▶ REQUIREMENTS: Reproduce the material exactly, omitting nothing.

┄┄┄┄┄┄┄┄┄┄

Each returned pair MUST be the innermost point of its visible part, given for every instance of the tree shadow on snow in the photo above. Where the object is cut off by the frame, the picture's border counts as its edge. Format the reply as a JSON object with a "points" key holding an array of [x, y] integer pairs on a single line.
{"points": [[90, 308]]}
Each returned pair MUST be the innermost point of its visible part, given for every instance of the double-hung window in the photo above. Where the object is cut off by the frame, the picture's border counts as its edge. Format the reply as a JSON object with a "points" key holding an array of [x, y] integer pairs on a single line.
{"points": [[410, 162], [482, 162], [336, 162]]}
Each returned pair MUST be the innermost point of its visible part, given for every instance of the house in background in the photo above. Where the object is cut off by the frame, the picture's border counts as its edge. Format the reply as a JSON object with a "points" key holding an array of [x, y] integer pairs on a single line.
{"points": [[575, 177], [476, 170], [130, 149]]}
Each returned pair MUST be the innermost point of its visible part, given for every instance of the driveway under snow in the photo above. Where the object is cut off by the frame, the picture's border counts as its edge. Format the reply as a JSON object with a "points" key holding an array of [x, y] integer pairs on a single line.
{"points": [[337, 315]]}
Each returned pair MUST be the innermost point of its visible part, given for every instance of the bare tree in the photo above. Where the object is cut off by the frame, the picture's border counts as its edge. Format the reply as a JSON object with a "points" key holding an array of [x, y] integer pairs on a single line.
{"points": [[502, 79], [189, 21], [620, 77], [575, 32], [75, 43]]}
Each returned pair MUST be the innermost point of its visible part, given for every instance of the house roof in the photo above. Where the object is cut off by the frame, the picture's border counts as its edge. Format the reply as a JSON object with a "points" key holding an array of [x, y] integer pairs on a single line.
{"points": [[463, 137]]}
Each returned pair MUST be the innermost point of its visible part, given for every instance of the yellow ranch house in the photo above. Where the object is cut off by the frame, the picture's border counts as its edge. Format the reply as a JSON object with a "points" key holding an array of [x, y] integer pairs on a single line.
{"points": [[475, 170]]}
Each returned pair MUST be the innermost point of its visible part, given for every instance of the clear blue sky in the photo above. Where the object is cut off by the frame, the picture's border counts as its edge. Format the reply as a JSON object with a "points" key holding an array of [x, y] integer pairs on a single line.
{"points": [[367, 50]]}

┄┄┄┄┄┄┄┄┄┄

▶ SOLUTION FOR THIS TASK:
Each returned pair MUST be the innermost point of its visible part, given for every instance of the tree shadow on snow in the photo above. Where the object is cut off by the frame, the picture's border counts as its edge. Format the reply as a JSON object with a "points" key holding an array of [x, y] integer pairs on a single line.
{"points": [[90, 308]]}
Each returned pair MUST be the innermost point of its visible part, given for every instance of the double-hung window in the photo above. Where the object is cut off by the frame, the picture's border counts as its edge. Format the reply as a JSON object with a "points" key holding an array of [x, y] integer pairs on a single line.
{"points": [[410, 162], [482, 162], [336, 162]]}
Each returned pair MUST be the innermost point of its visible part, given for every instance of the house in background in the photo above. Where the object is cut off by the frame, the picture's border counts as its edge. Format the reply as a JSON object with a "points" key holding an array of [x, y] integer pairs on a single line.
{"points": [[575, 177], [476, 170], [130, 149]]}
Each returned pair MUST be the innermost point of its visible part, given for every instance of the driveway under snow in the photo above. Where the object is cut off by the frame, the picture's border counts as its edge. Format the reply as a JSON object with a "points" key holding an array of [x, y] integer pairs on a single line.
{"points": [[337, 315]]}
Each returned pair MUST be the innermost point of its visible part, given for every instance of the bare tree in the photo above. Where the object is cut off by the frame, the picture's border counts as its edge. Format the reply as a JSON object with a "points" key holding an array of [x, y] integer pairs on a single line.
{"points": [[502, 79], [189, 21], [620, 77], [575, 32], [75, 43]]}
Each returned pair MUST be the innermost point of its visible part, given for every instance of the house roof in the photo above. Where the object is cut off by the frame, the picture's border counts as its edge. Format the reply as a JSON object with a "points" key holding an array of [x, y] integer pairs on a single line.
{"points": [[463, 137]]}
Each returned pair MUST be the innermost point of its visible part, given for every instance of the yellow ranch house in the photo above. Where the object is cut off by the frame, the picture's border counts as its edge. Format the reply as a JSON object with a "points" key holding an array of [x, y] integer pairs on a single line.
{"points": [[475, 170]]}
Each returned pair MUST be the innermost point of its visible part, given for every instance of the clear blue sky in the photo above. Where the object is cut off by the frame, the picture's border counts as its edge. Format the reply as a JSON object with a "points" key holding an array of [x, y] integer pairs on a single line.
{"points": [[367, 50]]}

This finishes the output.